● To do
The answer must be every line from the listing that holds the string "below".

[[ Record extracts open ]]

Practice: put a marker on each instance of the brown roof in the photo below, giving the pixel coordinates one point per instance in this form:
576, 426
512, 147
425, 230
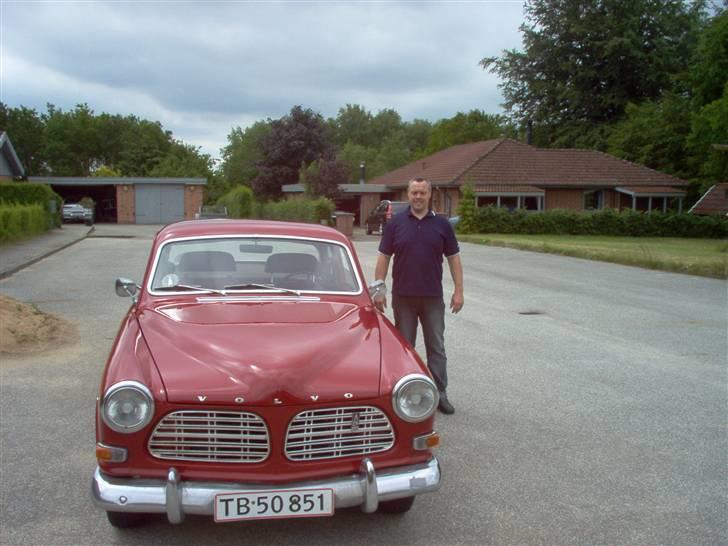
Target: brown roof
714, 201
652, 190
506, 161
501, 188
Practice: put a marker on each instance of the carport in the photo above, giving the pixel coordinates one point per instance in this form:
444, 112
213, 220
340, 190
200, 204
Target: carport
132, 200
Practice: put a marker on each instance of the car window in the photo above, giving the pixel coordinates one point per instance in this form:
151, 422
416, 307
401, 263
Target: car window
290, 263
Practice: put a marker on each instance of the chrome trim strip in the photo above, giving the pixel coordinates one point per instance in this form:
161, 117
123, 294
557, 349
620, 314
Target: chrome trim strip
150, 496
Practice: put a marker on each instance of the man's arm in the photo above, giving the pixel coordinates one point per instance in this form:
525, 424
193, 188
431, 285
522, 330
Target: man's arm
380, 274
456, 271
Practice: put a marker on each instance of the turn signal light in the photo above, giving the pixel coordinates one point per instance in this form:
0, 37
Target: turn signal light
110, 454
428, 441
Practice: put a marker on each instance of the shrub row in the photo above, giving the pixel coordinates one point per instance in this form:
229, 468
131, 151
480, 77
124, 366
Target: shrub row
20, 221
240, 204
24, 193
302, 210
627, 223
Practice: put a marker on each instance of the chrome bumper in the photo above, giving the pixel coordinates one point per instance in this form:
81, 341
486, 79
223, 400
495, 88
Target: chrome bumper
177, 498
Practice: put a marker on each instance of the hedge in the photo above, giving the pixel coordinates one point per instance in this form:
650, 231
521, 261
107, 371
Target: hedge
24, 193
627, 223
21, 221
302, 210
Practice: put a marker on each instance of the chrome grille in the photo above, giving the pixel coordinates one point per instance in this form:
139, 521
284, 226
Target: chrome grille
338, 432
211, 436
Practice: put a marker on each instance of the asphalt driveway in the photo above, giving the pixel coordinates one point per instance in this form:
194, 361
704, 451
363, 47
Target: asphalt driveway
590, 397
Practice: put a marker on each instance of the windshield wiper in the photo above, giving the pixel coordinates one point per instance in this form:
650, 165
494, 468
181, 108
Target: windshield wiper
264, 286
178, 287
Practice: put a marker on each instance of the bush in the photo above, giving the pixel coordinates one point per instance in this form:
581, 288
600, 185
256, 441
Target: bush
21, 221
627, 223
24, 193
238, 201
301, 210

[[ Record extracts closed ]]
[[ Record extracts open ]]

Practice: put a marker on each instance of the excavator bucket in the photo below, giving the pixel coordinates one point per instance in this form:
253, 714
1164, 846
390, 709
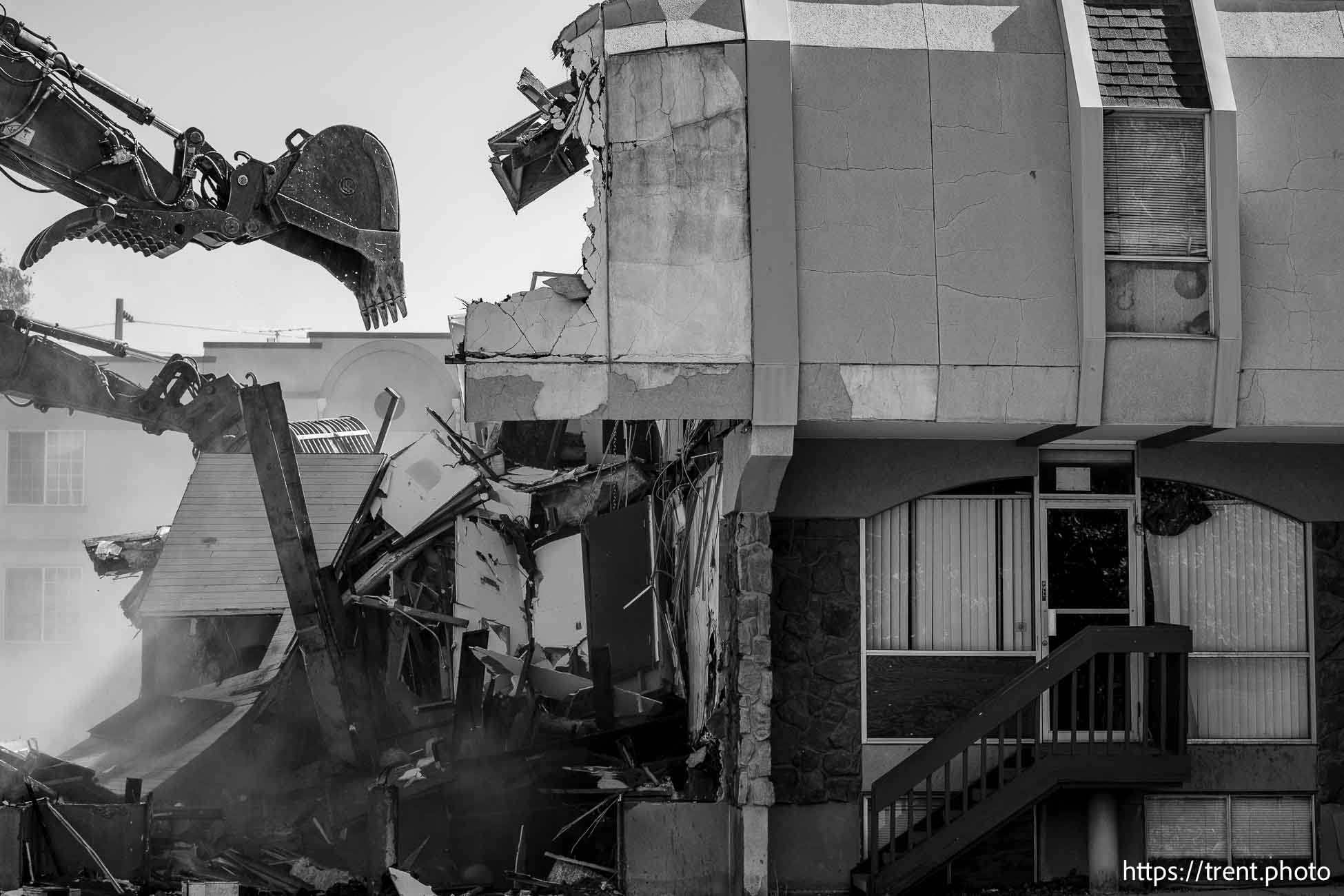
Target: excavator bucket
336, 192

[[ Record extracts closed ]]

● Reply to the task
Practice: put a marker on each instance of the brown roof in the photo below, giving the pixel coordinates one point per instance in this form:
Practice: put a marker on each instance of the excavator bucket in the photo below, giving the pixel coordinates one point per instance in this form:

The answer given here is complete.